— Requirement —
Copy out all of the records below word for word, leaving out the pictures.
--- START OF Items ---
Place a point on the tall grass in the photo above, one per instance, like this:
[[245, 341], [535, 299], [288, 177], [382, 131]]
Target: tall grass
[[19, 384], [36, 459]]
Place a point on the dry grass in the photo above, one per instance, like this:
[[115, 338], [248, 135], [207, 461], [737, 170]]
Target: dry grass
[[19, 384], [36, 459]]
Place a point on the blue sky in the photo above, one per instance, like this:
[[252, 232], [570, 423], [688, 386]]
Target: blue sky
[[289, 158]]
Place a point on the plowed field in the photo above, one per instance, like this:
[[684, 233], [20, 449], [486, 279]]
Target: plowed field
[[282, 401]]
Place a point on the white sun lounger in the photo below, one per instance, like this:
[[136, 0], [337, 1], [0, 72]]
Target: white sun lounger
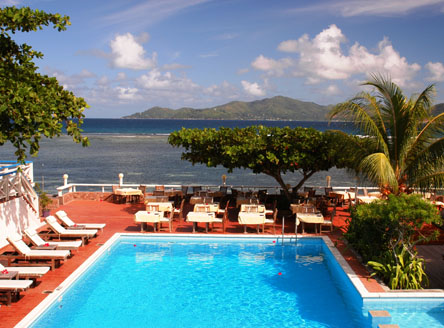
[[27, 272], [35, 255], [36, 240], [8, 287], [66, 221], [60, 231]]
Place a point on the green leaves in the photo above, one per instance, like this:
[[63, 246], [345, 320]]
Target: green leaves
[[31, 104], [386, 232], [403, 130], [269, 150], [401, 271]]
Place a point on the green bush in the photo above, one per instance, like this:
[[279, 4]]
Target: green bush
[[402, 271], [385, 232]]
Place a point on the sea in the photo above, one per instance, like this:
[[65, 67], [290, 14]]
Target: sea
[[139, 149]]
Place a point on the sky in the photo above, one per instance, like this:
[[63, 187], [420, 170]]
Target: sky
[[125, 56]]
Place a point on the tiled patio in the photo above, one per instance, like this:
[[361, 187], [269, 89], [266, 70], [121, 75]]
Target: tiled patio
--- END OF Items ---
— Result for this task —
Place a point on the tall grass in the photo above, one per instance, like this:
[[245, 341], [535, 299], [288, 177], [382, 131]]
Target: tall grass
[[19, 384], [36, 459]]
Place a point on the dry grass in the photo above, one per instance, like this:
[[115, 338], [248, 135], [207, 461], [737, 170]]
Target: dry grass
[[19, 384], [36, 459]]
Place a point on the blue sky in the photo above, one per instance, like this:
[[252, 232], [570, 423], [688, 386]]
Target: blue sky
[[289, 158]]
Place a point on the plowed field in the photo above, one per instance, like this:
[[684, 233], [20, 449], [486, 279]]
Target: plowed field
[[282, 401]]
Place a point on the white sun lounger in the photo below, one per instance, like this:
[[136, 0], [337, 1], [0, 72]]
Target: white sun lounger
[[27, 272], [35, 255], [36, 240], [8, 287], [66, 221], [60, 231]]
Place a point on the green leaves in the photo above, one per instance, like this:
[[63, 246], [345, 320]]
Target: green leaves
[[31, 104], [386, 232], [403, 130], [269, 150], [401, 271]]
Place a point on the green bush in the photo above, one per instance, like this:
[[279, 4]]
Target: green bush
[[402, 271], [385, 232]]
Place a point on the sea in the photo above, one per instance, like this:
[[65, 67], [290, 14]]
Target: sea
[[139, 149]]
Place a point on the sky in the photo above, one per instance, like this:
[[63, 187], [420, 170]]
Target: sky
[[125, 56]]
Place a point on the tiled patio in the photo above, one per instance, like this:
[[361, 187], [269, 89], [266, 70], [121, 75]]
Target: tiled patio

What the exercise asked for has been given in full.